* RECORDS FOR THIS EXERCISE
──────────

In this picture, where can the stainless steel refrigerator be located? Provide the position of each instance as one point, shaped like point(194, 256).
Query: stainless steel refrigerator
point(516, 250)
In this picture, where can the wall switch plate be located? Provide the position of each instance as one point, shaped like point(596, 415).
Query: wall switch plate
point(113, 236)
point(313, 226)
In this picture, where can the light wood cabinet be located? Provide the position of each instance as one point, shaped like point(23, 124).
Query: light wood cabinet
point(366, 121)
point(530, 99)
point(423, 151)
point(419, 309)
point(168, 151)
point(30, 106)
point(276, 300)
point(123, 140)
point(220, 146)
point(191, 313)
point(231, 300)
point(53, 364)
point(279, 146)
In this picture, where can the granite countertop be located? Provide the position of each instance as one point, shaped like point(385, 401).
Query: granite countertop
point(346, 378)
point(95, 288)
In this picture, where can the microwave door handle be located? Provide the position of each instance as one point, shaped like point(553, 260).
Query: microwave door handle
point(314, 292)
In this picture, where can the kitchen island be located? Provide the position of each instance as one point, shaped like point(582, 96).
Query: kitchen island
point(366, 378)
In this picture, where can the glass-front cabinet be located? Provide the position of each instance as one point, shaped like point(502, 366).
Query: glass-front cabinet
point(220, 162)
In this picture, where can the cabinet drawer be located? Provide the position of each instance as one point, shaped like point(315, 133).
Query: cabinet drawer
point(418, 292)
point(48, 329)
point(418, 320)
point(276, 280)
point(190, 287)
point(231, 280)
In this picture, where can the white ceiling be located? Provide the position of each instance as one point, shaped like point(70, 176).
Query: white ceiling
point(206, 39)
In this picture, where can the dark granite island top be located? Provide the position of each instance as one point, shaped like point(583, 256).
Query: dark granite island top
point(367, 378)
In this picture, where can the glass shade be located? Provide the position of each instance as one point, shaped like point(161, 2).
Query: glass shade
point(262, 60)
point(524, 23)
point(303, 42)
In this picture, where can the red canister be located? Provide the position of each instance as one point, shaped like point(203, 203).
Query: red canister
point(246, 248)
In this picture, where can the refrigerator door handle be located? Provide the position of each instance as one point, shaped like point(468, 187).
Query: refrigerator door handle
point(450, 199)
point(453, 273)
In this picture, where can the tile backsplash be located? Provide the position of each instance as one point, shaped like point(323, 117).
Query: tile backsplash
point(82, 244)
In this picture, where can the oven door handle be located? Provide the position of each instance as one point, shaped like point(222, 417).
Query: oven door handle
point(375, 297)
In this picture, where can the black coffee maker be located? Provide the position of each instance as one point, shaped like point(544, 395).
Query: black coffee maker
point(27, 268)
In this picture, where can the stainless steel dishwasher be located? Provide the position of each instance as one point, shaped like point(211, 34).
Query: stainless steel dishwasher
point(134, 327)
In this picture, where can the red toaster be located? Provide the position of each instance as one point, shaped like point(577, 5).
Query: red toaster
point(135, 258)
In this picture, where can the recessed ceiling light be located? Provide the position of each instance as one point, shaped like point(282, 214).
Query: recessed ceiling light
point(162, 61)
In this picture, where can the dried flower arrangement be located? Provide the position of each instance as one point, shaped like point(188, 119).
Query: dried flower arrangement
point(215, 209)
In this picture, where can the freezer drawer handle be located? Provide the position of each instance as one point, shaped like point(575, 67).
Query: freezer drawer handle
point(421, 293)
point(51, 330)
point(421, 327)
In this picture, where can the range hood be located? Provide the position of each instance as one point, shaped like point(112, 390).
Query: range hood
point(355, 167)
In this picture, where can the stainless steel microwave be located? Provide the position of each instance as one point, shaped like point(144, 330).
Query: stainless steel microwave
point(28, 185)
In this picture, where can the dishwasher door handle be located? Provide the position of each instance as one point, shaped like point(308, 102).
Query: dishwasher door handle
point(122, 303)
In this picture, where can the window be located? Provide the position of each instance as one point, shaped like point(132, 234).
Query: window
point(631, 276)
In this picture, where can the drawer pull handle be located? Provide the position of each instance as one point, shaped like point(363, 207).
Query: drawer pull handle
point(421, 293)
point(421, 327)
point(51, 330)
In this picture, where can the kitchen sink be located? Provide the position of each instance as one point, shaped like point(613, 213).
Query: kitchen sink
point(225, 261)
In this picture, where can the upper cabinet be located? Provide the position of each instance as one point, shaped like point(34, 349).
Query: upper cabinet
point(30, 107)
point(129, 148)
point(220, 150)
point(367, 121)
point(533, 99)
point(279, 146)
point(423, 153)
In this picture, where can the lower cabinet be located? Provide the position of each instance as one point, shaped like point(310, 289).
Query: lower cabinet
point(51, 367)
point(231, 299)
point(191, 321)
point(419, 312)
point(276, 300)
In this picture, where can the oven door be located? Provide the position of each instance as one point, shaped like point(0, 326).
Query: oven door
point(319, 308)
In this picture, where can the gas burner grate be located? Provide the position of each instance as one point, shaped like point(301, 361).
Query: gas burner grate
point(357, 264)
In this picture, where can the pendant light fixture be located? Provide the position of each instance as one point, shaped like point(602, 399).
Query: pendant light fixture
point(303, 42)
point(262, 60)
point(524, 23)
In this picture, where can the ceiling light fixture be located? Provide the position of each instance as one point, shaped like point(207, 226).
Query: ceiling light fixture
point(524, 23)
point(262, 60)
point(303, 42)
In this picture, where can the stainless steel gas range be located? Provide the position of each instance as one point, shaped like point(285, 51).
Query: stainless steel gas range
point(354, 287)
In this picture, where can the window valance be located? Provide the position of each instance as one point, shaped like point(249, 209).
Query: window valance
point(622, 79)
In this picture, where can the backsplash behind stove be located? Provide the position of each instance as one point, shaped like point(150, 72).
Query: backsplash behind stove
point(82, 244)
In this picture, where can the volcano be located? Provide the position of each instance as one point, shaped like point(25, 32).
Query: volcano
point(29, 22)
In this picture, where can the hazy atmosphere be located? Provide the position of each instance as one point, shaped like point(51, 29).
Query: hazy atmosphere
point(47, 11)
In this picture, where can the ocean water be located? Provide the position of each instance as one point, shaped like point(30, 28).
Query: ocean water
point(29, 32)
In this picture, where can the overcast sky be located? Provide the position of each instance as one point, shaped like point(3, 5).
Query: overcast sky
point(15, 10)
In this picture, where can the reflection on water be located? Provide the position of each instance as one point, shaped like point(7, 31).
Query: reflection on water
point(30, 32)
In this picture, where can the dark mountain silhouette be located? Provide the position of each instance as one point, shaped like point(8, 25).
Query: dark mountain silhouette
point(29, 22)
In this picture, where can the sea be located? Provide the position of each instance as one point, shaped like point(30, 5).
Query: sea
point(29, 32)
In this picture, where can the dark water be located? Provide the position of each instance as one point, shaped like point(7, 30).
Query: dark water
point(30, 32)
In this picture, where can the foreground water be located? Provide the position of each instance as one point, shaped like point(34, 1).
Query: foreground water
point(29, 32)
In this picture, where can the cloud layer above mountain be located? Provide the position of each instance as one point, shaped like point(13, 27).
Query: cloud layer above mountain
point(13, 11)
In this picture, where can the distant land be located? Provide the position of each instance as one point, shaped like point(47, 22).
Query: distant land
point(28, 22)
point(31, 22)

──────────

* YOUR OBJECTIVE
Generate a verbatim printout of all the entries.

* ANSWER SPACE
In this picture, where can the stainless steel refrigerator be located? Provide the position of each instance as one point, shaped like point(194, 256).
Query: stainless steel refrigerator
point(516, 250)
In this picture, where can the wall switch plate be located? Provide the position of each instance as one point, shaped like point(596, 415).
Query: wall switch plate
point(113, 236)
point(313, 226)
In this picture, where can the light wood cabinet be located? Provide the position of each instance as one point, shaped like point(23, 124).
Query: light wood cabinet
point(366, 121)
point(530, 99)
point(423, 151)
point(419, 309)
point(168, 151)
point(30, 106)
point(276, 300)
point(123, 140)
point(220, 146)
point(191, 313)
point(231, 300)
point(53, 364)
point(279, 146)
In this picture, where can the granite countertop be located? Provide the position of each instance as one point, shaped like point(385, 401).
Query: granite countertop
point(346, 378)
point(95, 288)
In this picture, where can the microwave door handle be located? Provide the position of each instance as one point, shaped like point(553, 260).
Query: microwave door handle
point(314, 292)
In this picture, where can the kitchen island be located? Provide the position of each instance as one point, shaped like point(582, 96).
Query: kitchen island
point(366, 378)
In this picture, where can the glass-front cabinet be located? Provide the position of each instance as one point, shaped like point(502, 366).
Query: glass-front cabinet
point(220, 162)
In this picture, where can the cabinet drawer be located? Provide the position of each instance as one point, shaped like point(315, 133).
Query: cabinet drawer
point(418, 292)
point(48, 329)
point(418, 320)
point(276, 280)
point(190, 287)
point(231, 280)
In this picture, where can the white ceiling be located? Provide the position of each instance as one point, shaped like point(70, 176).
Query: white ceiling
point(206, 39)
In this picture, where can the dark granite island top be located? Provide the position of each instance as one point, shaped like point(583, 256).
Query: dark granite island top
point(367, 378)
In this picture, where can the glass shade be located? Provide the position of each instance as one point, shaped like point(161, 2).
Query: glass shade
point(262, 60)
point(524, 23)
point(303, 42)
In this picture, where can the red canister be located? Provide the position of each instance as one point, shaped like point(203, 203).
Query: red canister
point(246, 248)
In this picture, where can the refrigerator door handle be located? Provide the position of each instance as one point, shaped like point(468, 187).
Query: refrigerator door handle
point(450, 199)
point(453, 273)
In this picture, where can the tile backsplash be located? Provide the position of each instance as one point, shaped like point(323, 117).
Query: tile backsplash
point(82, 244)
In this picture, where can the oven door handle be located? Provide the position of each instance as one point, shaped like point(222, 417).
Query: oven door handle
point(375, 297)
In this picture, where can the black coffee maker be located? Provide the position of each instance as one point, shaped like point(544, 395).
Query: black coffee maker
point(27, 268)
In this picture, where can the stainless steel dishwasher be located? Provide the position of each instance as one point, shaped like point(211, 34).
Query: stainless steel dishwasher
point(134, 327)
In this picture, where can the red toaster be located? Provide the position of each instance as one point, shaped like point(577, 5).
Query: red toaster
point(135, 258)
In this picture, where can the recessed ceiling light be located? Provide the position of each instance as one point, shaped like point(282, 214).
Query: recessed ceiling light
point(162, 61)
In this picture, where can the dried flower arrangement be located? Provide the position of each instance as one point, shaped like point(188, 119).
Query: dried flower arrangement
point(215, 209)
In this picture, where can the freezer drawer handle be located? Provide the position of each instance as one point, shaped like point(575, 67).
Query: freezer drawer handle
point(421, 293)
point(51, 330)
point(421, 327)
In this picture, where can the range hood be located? Provide the position of each instance as one point, shaped like point(112, 390).
Query: range hood
point(355, 167)
In this picture, where can the stainless steel microwave be located? Provide the position of each instance as one point, shaped like point(144, 330).
Query: stainless steel microwave
point(28, 185)
In this picture, where can the dishwasher door handle be located? Provide the position of each instance as one point, shaped like point(308, 102).
Query: dishwasher door handle
point(122, 303)
In this picture, where can the window be located? Provide the position of each instance as one point, shaped like point(132, 234).
Query: window
point(631, 276)
In this picture, where can the drawer pull handle be located? Provide the position of each instance as one point, shaped like point(363, 207).
Query: drawer pull handle
point(421, 293)
point(421, 327)
point(51, 330)
In this picture, where can the kitchen sink be located? Provide the position of each instance as one point, shaped like point(613, 213).
Query: kitchen sink
point(225, 261)
In this picture, where can the upper cabinet be located? Provide the position of each instance as one point, shaped like point(34, 349).
Query: upper cabinet
point(30, 107)
point(129, 148)
point(220, 150)
point(367, 121)
point(533, 99)
point(279, 146)
point(423, 153)
In this picture, where can the lower cabinet be located? Provide the position of each instance as one point, shaped like point(310, 289).
Query: lower cabinet
point(51, 367)
point(231, 299)
point(191, 321)
point(419, 312)
point(276, 300)
In this picture, where can the oven door be located? Provide the position of each instance as one point, shaped like point(0, 326).
Query: oven door
point(319, 308)
In this picture, where can the gas burner grate be located? Provide the position of each instance as one point, shaped like point(301, 361).
Query: gas burner grate
point(357, 264)
In this picture, where can the pendant light fixture be located? Provide the position of each instance as one point, shaped like point(602, 399).
Query: pendant light fixture
point(303, 42)
point(262, 60)
point(524, 23)
In this picture, where can the ceiling light fixture be located? Provide the position of each instance as one point, shaped like point(207, 226).
Query: ceiling light fixture
point(524, 23)
point(262, 60)
point(303, 42)
In this picture, where can the stainless steel gas range be located? Provide the position of each instance as one point, shaped like point(285, 51).
Query: stainless steel gas range
point(354, 287)
In this picture, where can the window valance be located? Provide the position of each instance as one point, shaped like point(249, 209).
Query: window valance
point(622, 79)
In this picture, where can the backsplash behind stove be located? Provide the position of each instance as one point, shaped like point(150, 72).
Query: backsplash behind stove
point(82, 244)
In this picture, where can the volcano be located? Provide the position of each instance as one point, shaped like point(25, 32).
Query: volcano
point(29, 22)
In this picture, where can the hazy atmosphere be located? Provide the position of each instance as one point, shaped like point(51, 29).
Query: hazy atmosphere
point(47, 11)
In this picture, where can the ocean water be located? Provide the position of each instance as one point, shaped like point(30, 28).
Query: ocean water
point(29, 32)
In this picture, where can the overcast sky be located? Provide the position of each instance as one point, shaped like point(3, 5).
Query: overcast sky
point(15, 10)
In this picture, where can the reflection on water be located? Provide the position of each instance as one point, shaped like point(7, 31).
Query: reflection on water
point(30, 32)
In this picture, where can the dark mountain silhouette be located? Provide the position of each instance as one point, shaped like point(8, 25).
Query: dark mountain silhouette
point(29, 22)
In this picture, where can the sea be located? Provide the position of each instance as one point, shaped like point(30, 5).
Query: sea
point(29, 32)
In this picture, where can the dark water be located? Provide the position of each instance as one point, shaped like point(7, 30).
Query: dark water
point(30, 32)
In this picture, where can the foreground water be located? Provide the position of each instance as one point, shaped like point(34, 1).
Query: foreground water
point(29, 32)
In this picture, where can the cloud layer above mountain be located? Provide the position of each instance as one point, shaped like point(13, 27).
Query: cloud layer above mountain
point(13, 11)
In this picture, where can the distant land be located? Provide the position of each instance as one point, shaped like point(47, 22).
Query: distant land
point(28, 22)
point(31, 22)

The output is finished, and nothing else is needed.